─── Given data ───

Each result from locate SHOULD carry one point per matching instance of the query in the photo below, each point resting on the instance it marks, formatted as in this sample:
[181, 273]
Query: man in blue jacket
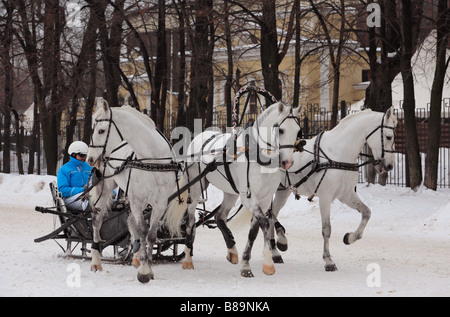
[73, 177]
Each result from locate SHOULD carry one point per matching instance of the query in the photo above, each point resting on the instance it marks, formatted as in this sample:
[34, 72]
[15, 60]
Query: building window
[365, 75]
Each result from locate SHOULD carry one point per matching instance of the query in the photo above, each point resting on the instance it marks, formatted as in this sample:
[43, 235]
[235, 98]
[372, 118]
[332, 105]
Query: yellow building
[316, 70]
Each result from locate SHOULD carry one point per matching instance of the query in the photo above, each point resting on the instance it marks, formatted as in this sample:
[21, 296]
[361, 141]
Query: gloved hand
[96, 176]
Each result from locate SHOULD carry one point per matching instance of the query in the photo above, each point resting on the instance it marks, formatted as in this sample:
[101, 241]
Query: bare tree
[434, 121]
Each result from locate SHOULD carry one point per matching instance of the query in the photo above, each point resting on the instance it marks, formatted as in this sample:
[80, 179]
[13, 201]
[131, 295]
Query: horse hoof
[187, 265]
[136, 263]
[246, 273]
[233, 258]
[145, 278]
[269, 269]
[330, 267]
[277, 259]
[347, 239]
[282, 247]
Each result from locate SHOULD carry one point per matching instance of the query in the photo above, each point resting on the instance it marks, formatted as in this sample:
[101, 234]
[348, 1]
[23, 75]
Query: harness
[251, 149]
[317, 166]
[131, 161]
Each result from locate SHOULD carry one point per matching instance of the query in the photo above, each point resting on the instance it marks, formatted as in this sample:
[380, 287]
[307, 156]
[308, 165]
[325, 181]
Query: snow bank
[25, 190]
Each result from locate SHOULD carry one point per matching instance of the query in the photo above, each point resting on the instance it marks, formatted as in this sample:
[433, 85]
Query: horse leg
[132, 228]
[252, 234]
[100, 195]
[97, 220]
[145, 273]
[353, 201]
[221, 220]
[268, 265]
[326, 233]
[187, 263]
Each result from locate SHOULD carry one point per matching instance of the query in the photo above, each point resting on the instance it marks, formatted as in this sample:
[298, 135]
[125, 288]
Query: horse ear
[298, 110]
[389, 112]
[280, 107]
[105, 106]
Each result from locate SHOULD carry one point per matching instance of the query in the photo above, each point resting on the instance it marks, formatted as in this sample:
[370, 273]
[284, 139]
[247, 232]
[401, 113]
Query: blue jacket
[72, 176]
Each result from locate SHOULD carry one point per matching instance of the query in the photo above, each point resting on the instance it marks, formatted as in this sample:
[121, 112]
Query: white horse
[261, 150]
[130, 137]
[328, 169]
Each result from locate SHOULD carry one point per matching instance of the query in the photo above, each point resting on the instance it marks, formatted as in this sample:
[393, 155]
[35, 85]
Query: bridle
[111, 122]
[274, 148]
[382, 127]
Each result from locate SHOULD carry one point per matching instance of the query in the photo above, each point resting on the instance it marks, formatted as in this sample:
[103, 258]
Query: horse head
[104, 134]
[282, 126]
[381, 141]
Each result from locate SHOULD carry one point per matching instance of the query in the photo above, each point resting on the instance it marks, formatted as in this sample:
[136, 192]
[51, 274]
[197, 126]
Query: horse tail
[175, 211]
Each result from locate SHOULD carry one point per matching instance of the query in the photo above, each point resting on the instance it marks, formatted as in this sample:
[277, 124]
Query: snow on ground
[404, 251]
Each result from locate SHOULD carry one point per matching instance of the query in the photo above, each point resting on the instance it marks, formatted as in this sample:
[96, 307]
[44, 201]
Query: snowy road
[404, 252]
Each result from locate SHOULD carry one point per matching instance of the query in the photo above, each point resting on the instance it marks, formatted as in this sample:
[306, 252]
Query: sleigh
[74, 234]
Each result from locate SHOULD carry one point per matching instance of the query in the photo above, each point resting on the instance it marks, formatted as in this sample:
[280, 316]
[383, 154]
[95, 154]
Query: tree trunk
[269, 49]
[296, 99]
[434, 122]
[199, 79]
[6, 38]
[409, 103]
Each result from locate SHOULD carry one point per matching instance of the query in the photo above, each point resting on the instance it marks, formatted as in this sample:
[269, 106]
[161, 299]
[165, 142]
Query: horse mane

───

Work instruction =>
From the first line to the last, restate the entries exactly, without pictures.

Written response =>
Each result from locate SHOULD carry one point per matching instance of the query in the photo below, each point resting on the instance it marks, formatted as in this sample:
[181, 273]
Query: man in blue jacket
[73, 177]
Each result from locate SHOULD carry one point per matching instance of the query in the photo above, each point resting on the instance it marks, formatted as in this sample:
[34, 72]
[15, 60]
Query: building window
[365, 75]
Each result from locate SHOULD carry one point per matching instance of the query in the photo above, each point resting on the instance it marks, formatted as in this sample:
[43, 235]
[235, 98]
[372, 118]
[332, 105]
Query: yellow building
[316, 70]
Each result from locate SHOULD carry one point per matching instance of the query in the photo above, each point resting on the instance it marks, formatted as in this sample:
[21, 296]
[361, 141]
Query: gloved hand
[96, 176]
Each result from locate SHOULD carry one point per matching instance of the query in the photo above, each point resting on the instance it marks, formatted as in this sample:
[101, 241]
Query: bare tree
[434, 121]
Each result from locate SHOULD carry one point per matching instance of the query in the photo above, each point resting on the instance it marks, formatted as in this sample:
[80, 179]
[13, 201]
[131, 295]
Query: horse hoof
[187, 265]
[136, 263]
[246, 273]
[233, 258]
[145, 278]
[269, 269]
[330, 267]
[277, 259]
[347, 239]
[282, 247]
Each result from locate SHOULD carry one point per matching instance of the query in the photo above, each point resting on the instance it marks, formatted as in this sample:
[101, 234]
[348, 1]
[23, 75]
Query: harness
[251, 149]
[317, 166]
[131, 161]
Each result from locate SHOULD carry one point per matching instance of the query in the photo above, each point resting on the instance it marks, formatted as in this sample:
[380, 287]
[307, 156]
[308, 165]
[325, 181]
Query: snow bank
[25, 190]
Each result from locate SHOULD carry one point per matching instance of the query in the photo above, each point resting on the instance it marks, formatted as in this sample:
[433, 85]
Query: horse leg
[132, 228]
[252, 234]
[100, 195]
[97, 220]
[145, 273]
[353, 201]
[221, 220]
[268, 265]
[326, 233]
[187, 263]
Each result from locate SHOULD carry one point per matching instance of the query in the photo above, each point resting on the instance it marks, formatted as in this sample:
[298, 135]
[125, 288]
Query: horse ear
[298, 110]
[389, 112]
[280, 107]
[105, 106]
Each result from locate SHOULD carry one point per matching instance of the query in the photo above, each point resting on the instance it marks, formatted as in this sample:
[370, 273]
[284, 139]
[247, 232]
[401, 113]
Query: blue jacket
[72, 176]
Each result from locate SHOULD carry one point per matching instance of the query in the photo above, each point resting on the instance it marks, formatted as in this sample:
[121, 112]
Query: white horse
[261, 150]
[130, 137]
[328, 169]
Each result from locate SHOULD carry one point per matching instance of the query in the photo above, each point resting on the instance it marks, formatted as in this sample:
[393, 155]
[35, 85]
Query: bridle
[111, 122]
[274, 148]
[382, 127]
Each result from locate SHOULD carry one point per matching instance of the query in the photo above, each point resting on the instance it marks, formatted as in this sample:
[103, 258]
Query: horse head
[104, 134]
[282, 126]
[381, 141]
Each result from locate SHOULD carry one point per matching instance of the query in the photo above, each point resting on the instance it marks, formatted as in this sample:
[136, 192]
[51, 274]
[197, 126]
Query: horse tail
[175, 211]
Each result from locate SHOULD carry one point per matching instance of the query in the photo above, each point resting on the instance it marks, formatted as in this sample:
[277, 124]
Query: snow on ground
[404, 251]
Each result from locate SHOULD carry one point per matching instance of the query in the photo above, each point resting on the instance it marks, formatted as in this sample:
[96, 307]
[44, 201]
Query: snowy road
[404, 252]
Each result from locate SHOULD carry one point per matching instance of the query in the photo above, each point resting on the instance it marks, formatted as in this sample:
[306, 252]
Query: sleigh
[74, 234]
Each result from locate SHOULD carry one point per matching instance of the query in the photo above, each point resting on the instance it marks, formatted as in this sample:
[280, 316]
[383, 154]
[95, 154]
Query: tree trunk
[269, 49]
[296, 99]
[434, 122]
[199, 79]
[6, 38]
[409, 103]
Each result from locate SHOULD carry one point per matching instance of the query in the photo above, each point resting on the instance it marks, formatted as in this sample:
[269, 106]
[161, 299]
[165, 142]
Query: horse mane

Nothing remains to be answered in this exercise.